◆ TEXT SHOWN
►

Independent Foreclosure Review Remediation Guidance and Extension
On June 21, the OCC and the Fed released guidance to determine the compensation or other remedy that borrowers will receive for financial injury identified during the independent foreclosure review required by consent orders issued in April 2011 to correct deficient mortgage servicing and foreclosure processes. The agencies also announced a two-month extension to September 30 of the deadline for eligible borrowers to request a free review of their mortgage foreclosures under the independent foreclosure review. The OCC also released its second interim report on the status of the independent foreclosure review. Fed Release. OCC Status Report Release.
FHFA Proposes Rule for PACE Programs
On June 15, the FHFA, as required by a preliminary injunction from the Northern District Court of California, issued a notice of proposed rulemaking on state and local energy retrofit financing arrangements known as Property Assessed Clean Energy, or PACE. FHFA, as conservator, had directed Fannie Mae and Freddie Mac not to purchase any mortgage where PACE financing with a priority lien was placed on the underlying property. Comments must be submitted by July 30. Notice of Proposed Rulemaking.

◄

◆ DATASET SECTION
►

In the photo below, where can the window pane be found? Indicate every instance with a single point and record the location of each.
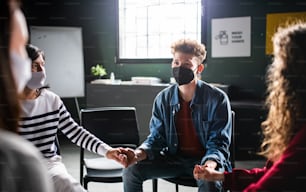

◄

◆ THE EXERCISE
Pick up the mortgage regulatory update at the top of the page from its last sentence and keep writing it.

◆ ANSWER FOR THIS EXERCISE
FHFA Anti-Fraud Measures for Fannie, Freddie and Federal Home Loan Banks
On June 18, the FHFA announced the Suspended Counterparty Program, an initiative to require Fannie Mae, Freddie Mac and the Federal Home Loan Banks to notify the FHFA whenever an individual or company with whom they do business is adjudicated to have engaged in fraud or other financial misconduct. The FHFA will determine whether the individual or company should be suspended from doing business with Fannie Mae, Freddie Mac or the Federal Home Loan Banks. The program becomes effective on August 15. FHFA Release.
OCC Lending Limit Rule
On June 20, the OCC adopted an interim final rule amending its lending limit rule to apply to certain credit exposures from derivative transactions and securities financing transactions. Effective July 21, Section 610 of the Dodd-Frank Act revises the definition of loans and extensions of credit for the lending limit to include certain credit exposures from a derivative transaction, repurchase agreement, reverse repurchase agreement, securities lending transaction, or securities borrowing transaction. The interim final rule adopted by the OCC implements this statutory change which applies to both national banks and savings associations. Comments on the interim final rule are due by August 6. OCC Release. Rule.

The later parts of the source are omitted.